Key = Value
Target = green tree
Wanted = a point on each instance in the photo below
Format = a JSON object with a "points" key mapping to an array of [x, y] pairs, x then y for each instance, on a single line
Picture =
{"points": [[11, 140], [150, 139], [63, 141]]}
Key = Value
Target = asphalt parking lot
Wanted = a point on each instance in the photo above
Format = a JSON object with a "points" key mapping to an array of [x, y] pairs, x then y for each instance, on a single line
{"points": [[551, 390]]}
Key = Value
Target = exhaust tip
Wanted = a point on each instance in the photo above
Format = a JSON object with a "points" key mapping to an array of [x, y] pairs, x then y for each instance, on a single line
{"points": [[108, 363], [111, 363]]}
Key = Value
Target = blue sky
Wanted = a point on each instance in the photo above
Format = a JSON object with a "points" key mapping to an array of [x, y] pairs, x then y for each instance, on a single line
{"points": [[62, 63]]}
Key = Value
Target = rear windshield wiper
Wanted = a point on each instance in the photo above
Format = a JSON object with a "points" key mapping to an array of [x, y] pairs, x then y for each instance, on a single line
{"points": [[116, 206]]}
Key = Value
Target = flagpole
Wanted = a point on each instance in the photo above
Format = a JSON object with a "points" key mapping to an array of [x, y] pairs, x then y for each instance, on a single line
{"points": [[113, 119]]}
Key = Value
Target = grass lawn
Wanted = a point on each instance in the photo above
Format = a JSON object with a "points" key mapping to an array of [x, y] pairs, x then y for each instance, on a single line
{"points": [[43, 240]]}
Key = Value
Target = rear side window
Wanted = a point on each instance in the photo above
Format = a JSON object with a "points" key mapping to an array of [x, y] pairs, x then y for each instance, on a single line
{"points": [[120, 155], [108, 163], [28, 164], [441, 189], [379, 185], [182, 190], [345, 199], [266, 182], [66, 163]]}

===============

GOAL — Output the records verbatim, from the first line to the last.

TASK RESULT —
Key = Value
Target = green tree
Wanted = a point on each instance in the photo below
Format = a JSON object with a "points" key mapping to an array of [x, y] pairs, x then y for each instance, on a single line
Picture =
{"points": [[11, 140], [150, 139], [63, 141]]}
Key = Value
Target = asphalt parking lot
Wanted = a point on each instance in the photo above
Format = a JSON object with a "points" key mapping to an array of [x, y] pairs, x then y for each instance, on a single line
{"points": [[551, 390]]}
Key = Value
Target = exhaust tip
Wanted = a point on each instance in the photo above
Format = a JSON object with a "points" key mapping to an array of [x, y] pairs, x then y for each instance, on a single line
{"points": [[108, 363], [111, 363]]}
Key = Value
Target = blue sky
Wanted = a point on each instance in the photo above
Format = a JSON object with a "points" key mapping to an array of [x, y] pairs, x then y for each instance, on a single line
{"points": [[62, 63]]}
Key = Value
Target = rear windshield wiper
Wanted = a point on each instance in the photo above
Format = a JSON object with a "points" key mapping to an array of [x, y] pairs, x then y for each instance, on a single line
{"points": [[116, 206]]}
Key = Value
Target = flagpole
Wanted = a point on each instance in the photo above
Format = a JSON object with a "points" key mapping to an array of [x, y] pairs, x then y for each instance, on a single line
{"points": [[113, 119]]}
Key = Value
Target = grass lawn
Wanted = a point on each instance in the photo above
Format = a JSON object with a "points" key mapping to an array of [x, y] pairs, x then y for each instance, on a single line
{"points": [[43, 240]]}
Key = Value
Target = rear side window
Wanted = a point on each instance in the photo above
Format = a JSON object with a "points" key mapping to an array of [x, y] pairs, x then y for each instance, on a single line
{"points": [[120, 155], [108, 163], [28, 164], [441, 189], [379, 185], [182, 190], [345, 199], [266, 182], [66, 163]]}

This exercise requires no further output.